● **Work instruction**:
Only the lines of the data below from the one with "Query: white sundress" through the one with "left hand, that" are wanted. Repeat them exactly.
◇ ◇ ◇ ◇ ◇
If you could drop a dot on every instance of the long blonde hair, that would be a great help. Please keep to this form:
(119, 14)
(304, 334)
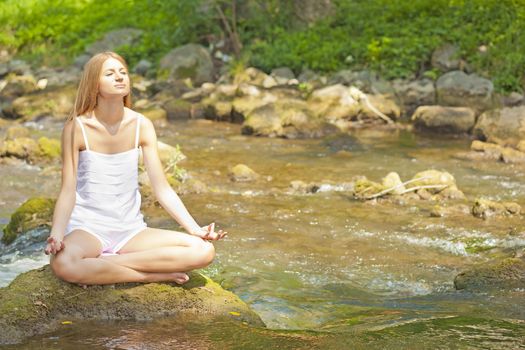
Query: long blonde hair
(86, 99)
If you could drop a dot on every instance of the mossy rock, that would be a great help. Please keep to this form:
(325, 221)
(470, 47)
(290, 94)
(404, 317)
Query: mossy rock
(34, 212)
(506, 274)
(49, 148)
(37, 301)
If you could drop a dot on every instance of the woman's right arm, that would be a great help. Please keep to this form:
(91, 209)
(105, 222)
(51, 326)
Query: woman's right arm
(67, 197)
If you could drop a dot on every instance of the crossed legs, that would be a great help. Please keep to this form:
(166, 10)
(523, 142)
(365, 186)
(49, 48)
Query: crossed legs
(153, 255)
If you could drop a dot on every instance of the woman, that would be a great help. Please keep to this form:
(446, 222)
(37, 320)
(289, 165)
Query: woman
(98, 235)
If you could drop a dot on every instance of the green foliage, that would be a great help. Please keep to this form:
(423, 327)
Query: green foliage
(393, 37)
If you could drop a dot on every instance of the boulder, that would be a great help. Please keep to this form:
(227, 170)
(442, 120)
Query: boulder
(457, 88)
(242, 173)
(56, 103)
(415, 93)
(446, 58)
(188, 61)
(37, 302)
(506, 274)
(33, 213)
(444, 119)
(484, 208)
(505, 126)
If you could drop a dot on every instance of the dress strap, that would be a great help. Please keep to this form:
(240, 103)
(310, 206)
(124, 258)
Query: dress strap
(83, 132)
(138, 129)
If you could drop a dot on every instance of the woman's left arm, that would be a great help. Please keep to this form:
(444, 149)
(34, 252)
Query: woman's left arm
(162, 189)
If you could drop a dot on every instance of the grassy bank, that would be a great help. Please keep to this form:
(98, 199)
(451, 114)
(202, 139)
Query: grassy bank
(393, 37)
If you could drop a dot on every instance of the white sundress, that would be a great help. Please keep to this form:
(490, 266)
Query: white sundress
(107, 195)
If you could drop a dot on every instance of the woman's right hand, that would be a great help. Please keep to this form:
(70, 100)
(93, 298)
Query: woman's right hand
(54, 245)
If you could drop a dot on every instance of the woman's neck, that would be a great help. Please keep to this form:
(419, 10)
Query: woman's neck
(109, 112)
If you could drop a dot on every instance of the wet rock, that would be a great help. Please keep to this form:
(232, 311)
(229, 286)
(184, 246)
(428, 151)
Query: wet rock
(484, 208)
(433, 178)
(187, 61)
(33, 213)
(155, 114)
(16, 131)
(505, 126)
(250, 75)
(56, 103)
(37, 301)
(444, 119)
(415, 93)
(448, 211)
(301, 187)
(446, 58)
(34, 152)
(507, 274)
(242, 173)
(392, 180)
(364, 188)
(18, 85)
(459, 89)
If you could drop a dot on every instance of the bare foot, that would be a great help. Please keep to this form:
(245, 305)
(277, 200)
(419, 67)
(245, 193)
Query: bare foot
(177, 277)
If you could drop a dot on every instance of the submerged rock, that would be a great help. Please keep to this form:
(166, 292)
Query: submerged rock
(484, 208)
(37, 302)
(242, 173)
(33, 213)
(506, 274)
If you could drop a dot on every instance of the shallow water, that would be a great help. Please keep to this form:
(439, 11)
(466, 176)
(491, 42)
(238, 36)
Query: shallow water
(324, 270)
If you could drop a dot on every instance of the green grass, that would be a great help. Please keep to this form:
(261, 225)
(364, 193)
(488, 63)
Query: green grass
(393, 37)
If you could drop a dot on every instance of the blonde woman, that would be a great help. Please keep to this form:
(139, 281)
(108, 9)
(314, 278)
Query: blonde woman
(98, 234)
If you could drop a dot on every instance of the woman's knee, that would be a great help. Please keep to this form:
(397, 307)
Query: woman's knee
(205, 253)
(63, 266)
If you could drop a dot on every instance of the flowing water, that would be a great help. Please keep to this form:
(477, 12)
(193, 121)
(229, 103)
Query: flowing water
(323, 270)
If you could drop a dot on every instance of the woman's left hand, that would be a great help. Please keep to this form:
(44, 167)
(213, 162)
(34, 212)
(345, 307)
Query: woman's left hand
(208, 233)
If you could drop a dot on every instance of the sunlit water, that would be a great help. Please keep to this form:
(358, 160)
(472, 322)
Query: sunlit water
(336, 271)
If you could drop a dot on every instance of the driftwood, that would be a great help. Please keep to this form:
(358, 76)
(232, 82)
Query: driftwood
(379, 194)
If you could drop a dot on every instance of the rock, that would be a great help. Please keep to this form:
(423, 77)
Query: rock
(444, 119)
(504, 126)
(18, 85)
(36, 302)
(56, 103)
(507, 274)
(287, 117)
(178, 109)
(448, 211)
(188, 61)
(242, 173)
(484, 208)
(301, 187)
(114, 39)
(142, 67)
(510, 155)
(446, 58)
(364, 188)
(521, 146)
(415, 93)
(433, 178)
(491, 150)
(155, 114)
(33, 213)
(251, 76)
(393, 180)
(459, 89)
(16, 131)
(382, 103)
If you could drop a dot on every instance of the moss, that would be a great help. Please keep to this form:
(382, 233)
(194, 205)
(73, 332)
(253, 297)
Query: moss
(37, 300)
(32, 213)
(49, 148)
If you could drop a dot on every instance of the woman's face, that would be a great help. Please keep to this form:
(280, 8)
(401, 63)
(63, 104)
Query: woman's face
(114, 79)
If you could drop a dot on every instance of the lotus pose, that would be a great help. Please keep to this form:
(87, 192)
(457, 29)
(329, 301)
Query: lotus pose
(98, 234)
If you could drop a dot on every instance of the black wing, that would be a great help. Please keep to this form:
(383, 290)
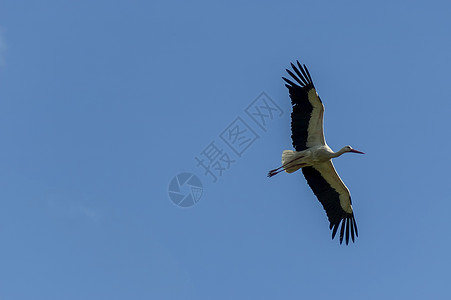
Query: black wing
(308, 110)
(335, 198)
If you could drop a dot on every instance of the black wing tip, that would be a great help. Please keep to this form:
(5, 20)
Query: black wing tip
(302, 75)
(348, 229)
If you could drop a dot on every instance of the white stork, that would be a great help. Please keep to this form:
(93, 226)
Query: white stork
(314, 156)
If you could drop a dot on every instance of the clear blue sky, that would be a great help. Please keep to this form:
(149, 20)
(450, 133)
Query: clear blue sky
(102, 103)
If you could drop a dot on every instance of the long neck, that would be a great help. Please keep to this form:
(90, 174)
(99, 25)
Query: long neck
(340, 152)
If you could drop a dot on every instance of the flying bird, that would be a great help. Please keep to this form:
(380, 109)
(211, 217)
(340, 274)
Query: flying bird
(314, 156)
◇ ◇ ◇ ◇ ◇
● **Finished exercise**:
Query: white sundress
(107, 195)
If you could drop a dot on every instance of the woman's right hand, that would be a great help. Please keep to this form:
(70, 100)
(93, 298)
Query: woman's right hand
(54, 245)
If you could drop a dot on every instance of the woman's neck, that would be a great help. Please keep to this form:
(419, 10)
Query: woman's neck
(109, 112)
If you could drop a dot on every instance of the wet rock, that would be a great help. Please keep to this form:
(232, 311)
(229, 286)
(184, 246)
(428, 151)
Query: wet rock
(484, 208)
(433, 178)
(187, 61)
(33, 213)
(155, 114)
(16, 131)
(505, 126)
(250, 75)
(56, 103)
(37, 301)
(444, 119)
(415, 93)
(448, 211)
(301, 187)
(446, 58)
(34, 152)
(507, 274)
(242, 173)
(392, 180)
(364, 188)
(18, 85)
(459, 89)
If you could drop a dot on every instance of the bare foot, that would be a great help. Please keep to this form:
(245, 305)
(277, 200)
(419, 67)
(245, 193)
Query: bare foot
(177, 277)
If you could drop a dot on every instance of the submerged rock, that would be a great help. Please keep to this form:
(166, 292)
Query: submerged rock
(484, 208)
(37, 302)
(242, 173)
(33, 213)
(506, 274)
If you could drop a dot on every instance of the shallow water, that would be a great help. Please keep to this form:
(439, 11)
(466, 176)
(491, 42)
(238, 36)
Query: shallow water
(324, 270)
If you could drop a dot on every instance of the green grass, that would be a great help. Please keep to this form:
(261, 225)
(364, 193)
(488, 63)
Query: green grass
(393, 37)
If you could drop a dot on every instance of the blonde woman, that would be a great help. Please keep to this form:
(139, 281)
(108, 9)
(314, 278)
Query: blonde woman
(98, 234)
If you could drop a dot on every instance of the woman's knee, that would be a great help. Please keep to this form:
(397, 307)
Query: woman's knee
(205, 253)
(63, 266)
If you could drop a dot on every instance of the flowing water, that would be a great help. Please keep to this form:
(477, 12)
(193, 121)
(229, 103)
Query: flowing water
(323, 270)
If you could drop a dot on every instance of the woman's left hand, that would be a great help. Please keep to this form:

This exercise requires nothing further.